• [TEXT SECTION]:

Fixes amaranth-lang#603.

amaranth/back/rtlil.py

@@ -328,16 +328,23 @@ def resolve(self, signal, prefix=None):
         else:
             wire_name = signal.name
 
+        is_sync_driven = signal in self.driven and self.driven[signal]
+
         attrs = dict(signal.attrs)
         if signal._enum_class is not None:
             attrs["enum_base_type"] = signal._enum_class.__name__
             for value in signal._enum_class:
                 attrs["enum_value_{:0{}b}".format(value.value, signal.width)] = value.name
 
+        # For every signal in the sync domain, assign \sig's initial value (using the \init reg
+        # attribute) to the reset value.
+        if is_sync_driven:
+            attrs["init"] = ast.Const(signal.reset, signal.width)
+
         wire_curr = self.rtlil.wire(width=signal.width, name=wire_name,
                                     port_id=port_id, port_kind=port_kind,
                                     attrs=attrs, src=_src(signal.src_loc))
-        if signal in self.driven and self.driven[signal]:
+        if is_sync_driven:
             wire_next = self.rtlil.wire(width=signal.width, name=wire_curr + "$next",
                                         src=_src(signal.src_loc))

• [TASK 1]: Can you repeat everything in the diff from "if signal._enum_class is" down to "the reset value."?
The diff and the listing are unrelated to each other.

• [STORED ROWS]:
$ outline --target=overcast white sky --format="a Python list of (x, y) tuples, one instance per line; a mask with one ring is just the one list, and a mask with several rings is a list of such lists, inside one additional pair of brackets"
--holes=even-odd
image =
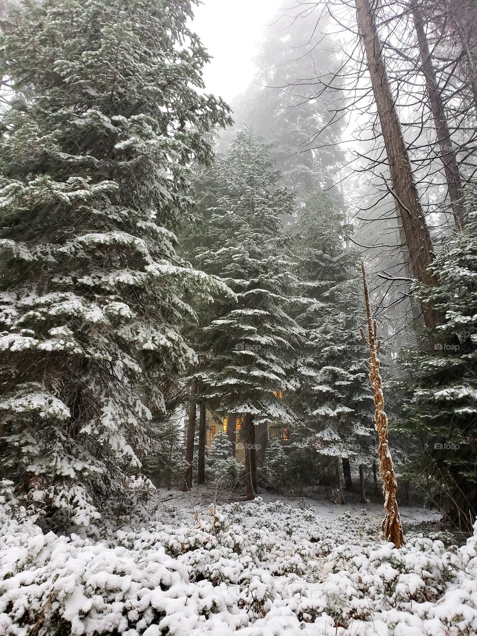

==

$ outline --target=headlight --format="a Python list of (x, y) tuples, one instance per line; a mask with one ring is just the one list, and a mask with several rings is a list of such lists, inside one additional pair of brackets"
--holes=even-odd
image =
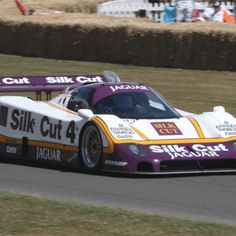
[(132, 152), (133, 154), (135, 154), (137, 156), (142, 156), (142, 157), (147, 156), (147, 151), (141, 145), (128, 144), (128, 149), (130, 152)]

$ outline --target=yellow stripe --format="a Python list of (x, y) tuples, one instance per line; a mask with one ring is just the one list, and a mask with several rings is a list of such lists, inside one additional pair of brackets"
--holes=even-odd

==

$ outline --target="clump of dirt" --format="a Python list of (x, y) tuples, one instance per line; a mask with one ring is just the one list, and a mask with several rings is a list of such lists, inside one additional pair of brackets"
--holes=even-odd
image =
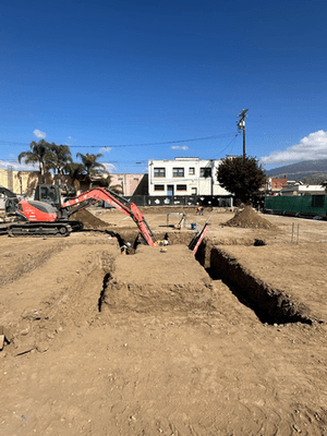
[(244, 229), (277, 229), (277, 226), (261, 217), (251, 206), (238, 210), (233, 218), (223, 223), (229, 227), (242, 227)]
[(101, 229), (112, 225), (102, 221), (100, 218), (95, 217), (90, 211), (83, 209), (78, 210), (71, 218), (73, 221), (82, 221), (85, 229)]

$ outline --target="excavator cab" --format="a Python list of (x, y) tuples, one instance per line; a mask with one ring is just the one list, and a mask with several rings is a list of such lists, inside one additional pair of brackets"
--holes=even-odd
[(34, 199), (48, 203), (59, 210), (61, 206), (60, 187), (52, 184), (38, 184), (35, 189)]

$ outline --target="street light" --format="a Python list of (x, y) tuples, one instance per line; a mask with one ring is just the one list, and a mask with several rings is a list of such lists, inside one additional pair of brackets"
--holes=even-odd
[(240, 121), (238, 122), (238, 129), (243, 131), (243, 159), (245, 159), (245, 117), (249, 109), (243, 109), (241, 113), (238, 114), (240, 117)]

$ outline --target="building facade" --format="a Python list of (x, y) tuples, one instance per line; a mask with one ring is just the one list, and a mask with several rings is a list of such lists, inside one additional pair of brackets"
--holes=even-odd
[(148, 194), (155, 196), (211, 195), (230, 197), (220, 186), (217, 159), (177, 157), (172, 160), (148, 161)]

• [TASK 2]: Which lines of the listing contain the string "inside"? Show each of them.

• [WORKED ANSWER 1]:
if signal._enum_class is not None:
             attrs["enum_base_type"] = signal._enum_class.__name__
             for value in signal._enum_class:
                 attrs["enum_value_{:0{}b}".format(value.value, signal.width)] = value.name
 
+        # For every signal in the sync domain, assign \sig's initial value (using the \init reg
+        # attribute) to the reset value.

• [WORKED ANSWER 2]:
$ outline --target=overcast white sky --format="a Python list of (x, y) tuples, one instance per line; a mask with one ring is just the one list, and a mask with several rings is a list of such lists, inside one additional pair of brackets"
$ outline --target=headlight --format="a Python list of (x, y) tuples, one instance per line; a mask with one ring is just the one list, and a mask with several rings is a list of such lists, inside one additional pair of brackets"
$ outline --target=yellow stripe --format="a Python list of (x, y) tuples, one instance per line; a mask with one ring is just the one list, and a mask with several rings is a list of such lists, inside one additional pair of brackets"
$ outline --target="clump of dirt" --format="a Python list of (x, y) tuples, one instance per line; a mask with one ring is just the one list, and a mask with several rings is a list of such lists, inside one additional pair of brackets"
$ outline --target="excavator cab" --format="a Python list of (x, y) tuples, one instance per line; a mask with one ring is just the one list, and a mask with several rings is a list of such lists, inside one additional pair of brackets"
$ outline --target="street light" --format="a Python list of (x, y) tuples, one instance per line; a mask with one ring is just the one list, and a mask with several rings is a list of such lists, inside one additional pair of brackets"
$ outline --target="building facade" --format="a Python list of (x, y) tuples, one instance per line; a mask with one ring is just the one list, and a mask with several rings is a list of such lists, inside one additional pair of brackets"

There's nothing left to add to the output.